Document.
○ ○ ○ ○

Happy New Year in France.
Saint Sylvester (Silvester/Sylvestre) was a Pope from 314 AD to 335 AD. He was buried on 31st December 335, and that day became his “feast” day – and it was, coincidentally, New Year’s Eve.
Very little is known about Sylvestre, though there is a legend that he cured King Constantine of leprosy by tipping holy water over him and, in gratitude, the King gave him Rome as a gift and moved to Constantine. The story goes on a bit more than that, but it is based on medeival fiction and not fact.
The French also say “le reveillon de St Sylvestre” for New Year’s Eve, un reveillon being a late night as it were – from the verb se reveiller, to wake up.
8th – century illustration of King Constantine (kneeling) and the pope Sylvetre taking from him a representation (one assumes) of the city of Rome. Behind the king is a city – Rome – and the king is holding the horse’s bridle. This was part of the legend – that the king walked, leading the Pope’s horse, in deference to the holy man. Behind the pope a monk stands brandishing a crucifix; the pope is blessing the king and he has a halo around his head. Both he and the king, who appears considerably younger, are richly dressed, and the picture is framed with gilded lilies and ivy, a sign of wealth, power and majesty. A slave (he seems to be wearing an Egyptian-like garb) holds a parasol aloft, to keep the sun off the king, and five men, one holding the crown of Rome, stand and watch from the ramparts.
In this picture – sorry, I couldn’t get a better image – Sylvetre is rescuing (and giving life) to people who have been killed by a dragon. The dragon is on the far left, supposedly killed by Sylvestre, and some parts of the city are in ruins because of the battle. As each man comes to life he kneels and is blessed by the pope. This picture also dates from medeival fiction around 800 AD.
New Year itself was established by Julius Ceasar in 46 BC, and named after Janus (hence January) who was the Roman god of doors and gates. He had two faces – one looking forwards and one looking backwards.

○ ○ ○ ○

Given data.
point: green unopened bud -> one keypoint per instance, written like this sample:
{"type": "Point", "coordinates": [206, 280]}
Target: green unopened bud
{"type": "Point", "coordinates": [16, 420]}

○ ○ ○ ○

Exercise set.
[a] According to the Saint Sylvester text, which French verb does the word "reveillon" come from?
[b] Carry on the Saint Sylvester text from its final sentence, about Janus having two faces.
The listing comes from a separate source and has no connection to the Saint Sylvester text.

Results in order.
[a] It comes from "se reveiller," meaning to wake up.

[b]
However, as Christianity spread through Europe, ie by the end of the first century, the 25th March was soon considered New Year, as this was Annunciation Day (when the angel Gabriel announced to Mary that she was to bear the son of God). This practice remained in situ till William of Normandy (William the Conqueror), who was crowned King of England on 25th December, decreed that the 25th December was the date of the birth of Jesus and the first of January the date of the baby’s circumcision. Thus the coronation and the main Christian feast days would be (he thought) forever interlinked.
The new New Year date did not take on very well and most of England copied the rest of Europe and retained the 25th March as New Year, till Pope Gregory XIII changed the calendar back to something more like the Roman one – the Gregorian calendar did not allow for leap years.
The French celebrate New Year’s Eve with lots of goodies – traditionally champagne, oysters and foie gras. When the clock strikes midnight they kiss each other under the mistletoe (I have never witnessed this and Lord knows I have witnessed a great deal of kissing in France! But I am reliably informed that this is what they do.) Mistletoe in French is le gui.
New Year’s Day is called Le Jour de l’An and is a bank holiday. More importantly it is my husband’s birthday – which is why they made it a bank holiday, of course. The French tend to send New Year cards rather than Christmas cards, and although theoretically they are supposed to arrive before 6th January, they can arrive at any time at all during January and even in to February. On 6th January, la galette des rois is celebrated – an extremely dry cake is cut up and handed to all guests (if guests there be) and whoever finds la feve (a tiny plastic toy) is king for the rest of the day and wears a paper crown.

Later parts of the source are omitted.